(GIVEN ENTRIES begins)

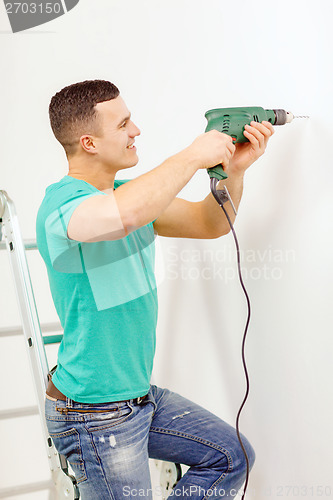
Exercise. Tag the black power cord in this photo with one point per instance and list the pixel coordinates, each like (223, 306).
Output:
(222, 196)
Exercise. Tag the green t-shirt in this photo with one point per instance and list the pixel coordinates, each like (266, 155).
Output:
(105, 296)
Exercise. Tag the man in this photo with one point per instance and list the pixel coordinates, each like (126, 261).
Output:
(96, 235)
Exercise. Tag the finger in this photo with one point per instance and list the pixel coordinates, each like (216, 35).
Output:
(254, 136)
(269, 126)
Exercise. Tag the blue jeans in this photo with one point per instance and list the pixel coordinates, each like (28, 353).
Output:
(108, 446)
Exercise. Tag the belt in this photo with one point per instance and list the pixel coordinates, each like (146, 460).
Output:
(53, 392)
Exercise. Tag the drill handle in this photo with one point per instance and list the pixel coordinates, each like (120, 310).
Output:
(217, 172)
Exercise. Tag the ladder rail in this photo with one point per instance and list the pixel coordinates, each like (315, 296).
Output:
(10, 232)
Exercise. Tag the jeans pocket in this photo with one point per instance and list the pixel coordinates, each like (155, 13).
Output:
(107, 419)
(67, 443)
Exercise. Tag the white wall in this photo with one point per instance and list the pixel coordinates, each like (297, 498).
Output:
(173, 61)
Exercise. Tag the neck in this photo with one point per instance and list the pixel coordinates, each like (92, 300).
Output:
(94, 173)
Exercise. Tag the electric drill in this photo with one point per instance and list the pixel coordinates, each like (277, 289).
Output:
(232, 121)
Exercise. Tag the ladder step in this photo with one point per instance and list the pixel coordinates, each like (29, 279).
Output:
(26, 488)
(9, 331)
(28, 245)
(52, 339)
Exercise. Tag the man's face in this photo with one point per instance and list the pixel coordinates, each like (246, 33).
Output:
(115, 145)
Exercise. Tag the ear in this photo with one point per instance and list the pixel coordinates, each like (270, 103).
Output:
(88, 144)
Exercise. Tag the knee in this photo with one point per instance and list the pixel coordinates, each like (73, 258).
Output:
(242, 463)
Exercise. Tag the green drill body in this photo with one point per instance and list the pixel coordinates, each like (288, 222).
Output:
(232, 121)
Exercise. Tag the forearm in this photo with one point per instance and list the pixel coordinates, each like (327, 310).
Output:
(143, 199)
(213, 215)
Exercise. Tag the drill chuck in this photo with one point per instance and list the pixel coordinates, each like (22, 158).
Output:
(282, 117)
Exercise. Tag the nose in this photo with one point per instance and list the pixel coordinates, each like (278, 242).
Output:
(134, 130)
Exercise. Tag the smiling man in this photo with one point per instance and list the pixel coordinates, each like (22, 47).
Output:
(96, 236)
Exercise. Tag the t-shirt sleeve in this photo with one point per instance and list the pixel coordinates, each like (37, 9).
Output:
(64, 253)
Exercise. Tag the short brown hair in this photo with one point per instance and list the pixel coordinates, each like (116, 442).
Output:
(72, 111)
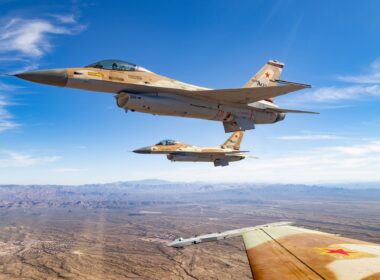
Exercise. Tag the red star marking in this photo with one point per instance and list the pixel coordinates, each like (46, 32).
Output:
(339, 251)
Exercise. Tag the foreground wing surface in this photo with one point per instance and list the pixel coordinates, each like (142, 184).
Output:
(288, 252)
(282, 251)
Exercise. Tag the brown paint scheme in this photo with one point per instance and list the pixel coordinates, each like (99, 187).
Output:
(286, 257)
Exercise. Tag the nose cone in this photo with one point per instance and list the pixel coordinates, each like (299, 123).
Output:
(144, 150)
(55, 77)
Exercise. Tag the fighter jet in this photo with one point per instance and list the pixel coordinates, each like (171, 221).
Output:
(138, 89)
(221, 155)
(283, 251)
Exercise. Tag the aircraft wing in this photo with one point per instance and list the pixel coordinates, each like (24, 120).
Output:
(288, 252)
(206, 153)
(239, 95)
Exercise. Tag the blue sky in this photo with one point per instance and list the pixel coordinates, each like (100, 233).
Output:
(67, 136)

(GIVEN ENTRIES ends)

— EXERCISE AIM —
Please write out every record above exactly, but leave the pictures out.

— ANSWER SPACE —
Exercise. Tag the black power cord in this photo with one point per instance and list the pixel coordinates, each like (223, 306).
Output:
(222, 196)
Exercise. Tag the green t-shirt in this photo with one point per instance and list the pixel coordinates, each like (266, 155).
Output:
(105, 296)
Exercise. Tag the man in this photo with one point per instance and list the pixel coordinates, each like (126, 261).
Output:
(96, 235)
Exercise. Tag the finger in this photo with one point per instance and list the pixel coordinates, each like (216, 35).
Output:
(254, 136)
(269, 126)
Exercise. Tag the blue jeans in this photo with one point per instance and list the pixel coordinates, each like (28, 353).
Output:
(108, 446)
Exercise. Tag the belt in this photo with one point per instance and list the pixel coordinates, each like (146, 460).
Output:
(53, 392)
Exercise. Tag the drill handle in this photo with one point per instance and list the pixel coordinates, each like (120, 310).
Output:
(217, 172)
Exercise. Tag the ladder rail in this photo with one point per instance and list the pixel coordinates, each like (315, 296).
Output:
(10, 232)
Exercise. Tag the jeans pocket in this photo with one point per instance and list the pixel coordinates, each like (155, 13).
Output:
(107, 419)
(67, 443)
Exercise. Tag the white wall in this photo with one point per instance and list the pixel coordinates, each like (297, 498).
Output:
(173, 61)
Exercise. Tag the neck in this photo with one point per instance and list the pixel coordinates, each like (92, 300).
Output:
(94, 173)
Exercise. Tag the electric drill in this photo with one point per instance and list the pixel coordinates, each like (277, 289).
Output:
(232, 121)
Exercise. Tag the ladder step in this photo with one point per instance and list the pixel coordinates, each like (29, 279).
Output:
(26, 488)
(9, 331)
(28, 245)
(52, 339)
Exercise. Tag the man's face in this photo with one point per instance and list the pixel coordinates, each like (246, 33).
Output:
(115, 145)
Exercise. Tag the ear in this photo with one point per instance and list the pixel coordinates, each like (270, 103).
Output:
(88, 144)
Exercise. Tag the knee in this photo with one point per instance and list the pixel coordinates, each like (73, 258).
Output:
(242, 463)
Exercise. Tag the green drill body in this photo with one point per instance and list the pixel coordinates, each like (288, 222).
Output:
(232, 121)
Exercise. Tag the forearm in this photo with one point per instance and list the pixel coordinates, each like (327, 310).
Output:
(143, 199)
(213, 215)
Exercise. Tag the drill chuck in this photo with one point per instance and list the pixel coordinates, each like (22, 158).
Output:
(282, 117)
Exercise. Tag the nose in this photo with one point per instance and list the pixel coordinates, each like (278, 242).
Output:
(134, 130)
Exercise. Tag the smiling man in this photo with one point per instance and list the pixel coordinates, each like (22, 47).
Output:
(96, 236)
Exercise. Tag the t-shirt sleeve in this photo with one point per instance and list the pixel coordinates, each like (37, 9).
Output:
(64, 253)
Exercise. Tag the short brown hair in this photo with one point per instance and list the pixel coordinates, each like (116, 442).
Output:
(72, 111)
Exercise. Tag the red star marking in this photo with one point per instance and list the pixel coordinates, each like (46, 32).
Output:
(339, 251)
Exercise. Tag the foreground wing surface in this photo with one point per instance and list the pixel coordinates, each like (142, 184).
Output:
(288, 252)
(282, 251)
Exercise. Tag the brown paint scheme in this photo with one point per instance and list the pixel coordinates, each like (99, 187).
Output:
(286, 257)
Exercise. Tag the nose cone in this photo with one point per instance and list the pixel coordinates, each like (299, 123).
Output:
(144, 150)
(55, 77)
Exercise. Tag the fighter jet in this photo with one point per instance and list the pixel coordinates, each like (171, 221).
Output:
(138, 89)
(221, 155)
(283, 251)
Exercise. Tag the aircraft wing in this photo with one point per instance and list the pixel coordinates, each like (24, 120).
Output:
(288, 252)
(206, 153)
(239, 95)
Exercise. Tag the blue sky in this photo with one point per instance and list the pixel coordinates, each like (100, 233).
Output:
(67, 136)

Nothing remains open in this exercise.